─── Excerpted records

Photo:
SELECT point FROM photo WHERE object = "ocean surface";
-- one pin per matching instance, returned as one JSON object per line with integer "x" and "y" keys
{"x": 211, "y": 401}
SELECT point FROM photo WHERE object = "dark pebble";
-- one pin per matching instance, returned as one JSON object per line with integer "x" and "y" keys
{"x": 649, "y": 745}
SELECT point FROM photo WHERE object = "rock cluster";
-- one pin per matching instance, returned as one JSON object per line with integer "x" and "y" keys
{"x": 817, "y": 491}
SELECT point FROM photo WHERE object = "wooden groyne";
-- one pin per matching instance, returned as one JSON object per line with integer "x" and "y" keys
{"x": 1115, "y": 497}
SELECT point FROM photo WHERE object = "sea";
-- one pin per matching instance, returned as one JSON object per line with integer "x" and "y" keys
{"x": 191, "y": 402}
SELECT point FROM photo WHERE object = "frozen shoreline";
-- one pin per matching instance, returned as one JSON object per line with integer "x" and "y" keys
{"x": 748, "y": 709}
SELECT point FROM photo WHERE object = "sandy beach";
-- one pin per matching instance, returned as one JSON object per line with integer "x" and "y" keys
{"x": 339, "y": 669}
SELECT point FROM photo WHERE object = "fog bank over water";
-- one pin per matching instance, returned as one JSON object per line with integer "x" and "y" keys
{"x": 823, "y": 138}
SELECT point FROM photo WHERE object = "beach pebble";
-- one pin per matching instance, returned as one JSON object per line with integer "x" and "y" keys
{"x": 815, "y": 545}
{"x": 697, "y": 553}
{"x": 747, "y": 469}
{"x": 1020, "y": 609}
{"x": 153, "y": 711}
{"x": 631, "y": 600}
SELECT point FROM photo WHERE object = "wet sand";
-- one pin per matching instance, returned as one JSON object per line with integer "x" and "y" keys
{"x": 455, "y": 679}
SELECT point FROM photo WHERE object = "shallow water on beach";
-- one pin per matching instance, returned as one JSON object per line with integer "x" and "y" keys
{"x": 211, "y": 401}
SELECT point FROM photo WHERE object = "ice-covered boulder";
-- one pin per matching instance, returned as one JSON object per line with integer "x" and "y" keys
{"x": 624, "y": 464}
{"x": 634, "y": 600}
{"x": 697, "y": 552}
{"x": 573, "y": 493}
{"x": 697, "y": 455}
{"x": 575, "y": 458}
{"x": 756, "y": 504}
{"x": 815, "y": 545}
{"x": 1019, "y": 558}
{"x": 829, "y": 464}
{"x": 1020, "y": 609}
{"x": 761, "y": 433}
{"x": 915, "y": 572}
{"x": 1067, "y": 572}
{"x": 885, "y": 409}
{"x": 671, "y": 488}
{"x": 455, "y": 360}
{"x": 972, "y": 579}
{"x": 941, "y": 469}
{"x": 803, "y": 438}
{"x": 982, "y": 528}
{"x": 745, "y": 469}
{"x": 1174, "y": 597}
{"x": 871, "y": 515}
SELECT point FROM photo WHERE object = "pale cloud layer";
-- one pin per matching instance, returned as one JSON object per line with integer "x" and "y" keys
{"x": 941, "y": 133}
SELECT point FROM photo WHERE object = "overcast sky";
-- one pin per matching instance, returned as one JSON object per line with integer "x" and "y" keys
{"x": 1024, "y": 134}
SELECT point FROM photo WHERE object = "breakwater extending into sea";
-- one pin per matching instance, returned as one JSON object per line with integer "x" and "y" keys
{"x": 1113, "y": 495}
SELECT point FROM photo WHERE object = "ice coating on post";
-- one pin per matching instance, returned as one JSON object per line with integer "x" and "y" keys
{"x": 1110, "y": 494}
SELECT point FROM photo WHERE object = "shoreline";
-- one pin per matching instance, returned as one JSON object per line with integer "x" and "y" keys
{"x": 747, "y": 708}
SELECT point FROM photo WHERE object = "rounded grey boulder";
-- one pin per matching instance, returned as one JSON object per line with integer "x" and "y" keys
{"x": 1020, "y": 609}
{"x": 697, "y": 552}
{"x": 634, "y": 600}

──────

**What to produce**
Extract every record and return it verbatim.

**Reply**
Photo:
SELECT point FROM photo WHERE object = "ocean surface";
-- one pin per matching instance, returned as one JSON object per line with integer "x" and "y" keys
{"x": 211, "y": 401}
SELECT point FROM photo WHERE object = "dark pebble";
-- one pin per matching instance, returned as one JSON object per line with integer "x" and "y" keys
{"x": 649, "y": 745}
SELECT point FROM photo WHERE object = "rock cluster";
-- one pin per matching instance, returned as one JSON object per line with integer "x" and "y" keys
{"x": 817, "y": 491}
SELECT point FROM photo WHERE object = "wooden groyne";
-- one pin per matching instance, returned as one JSON object per line with integer "x" and "y" keys
{"x": 1115, "y": 497}
SELECT point FROM photo WHERE object = "sea";
-- one pin per matching instance, returned as one JSON object per line with integer "x" and "y" keys
{"x": 191, "y": 402}
SELECT point FROM photo WHERE object = "frozen shoreline";
-- one pin per matching instance, returned as one JSON object per line with integer "x" and "y" keys
{"x": 748, "y": 709}
SELECT point FROM photo WHERE object = "sandy beach";
-- one pin per matching instance, returned as one JSON object per line with integer "x" and "y" keys
{"x": 339, "y": 669}
SELECT point FROM photo WHERE object = "fog bank over water";
-- one pin per matching instance, returned as one JSON object per line with integer "x" and "y" keys
{"x": 823, "y": 138}
SELECT point FROM photo WHERE object = "beach pebble";
-- one pin per matching instance, returned as one JSON object per line with integer "x" and "y" keys
{"x": 815, "y": 545}
{"x": 697, "y": 553}
{"x": 747, "y": 469}
{"x": 1020, "y": 609}
{"x": 153, "y": 711}
{"x": 631, "y": 600}
SELECT point FROM photo WHERE object = "wet sand";
-- one pin per matching instance, returned as one JSON object per line with integer "x" and "y" keys
{"x": 455, "y": 679}
SELECT point FROM photo WHERE object = "shallow water on beach";
-- one pin per matching instance, returned as one JSON object per line with integer "x" and "y" keys
{"x": 211, "y": 401}
SELECT point FROM photo WHERE object = "ice-covered boulder";
-- one pin per matching instance, returned as one JSON object per line with integer "x" and "y" keys
{"x": 624, "y": 464}
{"x": 634, "y": 600}
{"x": 697, "y": 552}
{"x": 573, "y": 493}
{"x": 697, "y": 455}
{"x": 575, "y": 458}
{"x": 756, "y": 504}
{"x": 815, "y": 545}
{"x": 1019, "y": 558}
{"x": 829, "y": 464}
{"x": 1020, "y": 609}
{"x": 761, "y": 433}
{"x": 915, "y": 572}
{"x": 1067, "y": 572}
{"x": 885, "y": 409}
{"x": 671, "y": 488}
{"x": 455, "y": 360}
{"x": 972, "y": 579}
{"x": 941, "y": 469}
{"x": 803, "y": 438}
{"x": 982, "y": 528}
{"x": 745, "y": 469}
{"x": 1174, "y": 597}
{"x": 871, "y": 515}
SELECT point FROM photo WHERE object = "pale cloud layer";
-- one pin per matching instance, returned as one JSON object per line with integer "x" and "y" keys
{"x": 941, "y": 133}
SELECT point FROM photo WHERE object = "overcast sky";
-- one pin per matching instance, returned as one JSON object per line with integer "x" and "y" keys
{"x": 1024, "y": 134}
SELECT point FROM photo WHERE object = "breakwater extending into sea";
-- one pin per matching instance, returned as one JSON object per line with integer "x" and "y" keys
{"x": 1113, "y": 495}
SELECT point FROM photo WHERE object = "ice coating on post";
-- one pin per matching instance, returned as one JSON object per line with integer "x" and "y" keys
{"x": 1110, "y": 494}
SELECT point FROM photo WHERE object = "shoreline";
-- one pin per matching instance, returned as one JSON object per line with integer "x" and "y" keys
{"x": 747, "y": 708}
SELECT point FROM photo WHERE object = "rounded grey boulder";
-- one pin per matching instance, returned as one JSON object per line with integer "x" and "y" keys
{"x": 1020, "y": 609}
{"x": 697, "y": 552}
{"x": 634, "y": 600}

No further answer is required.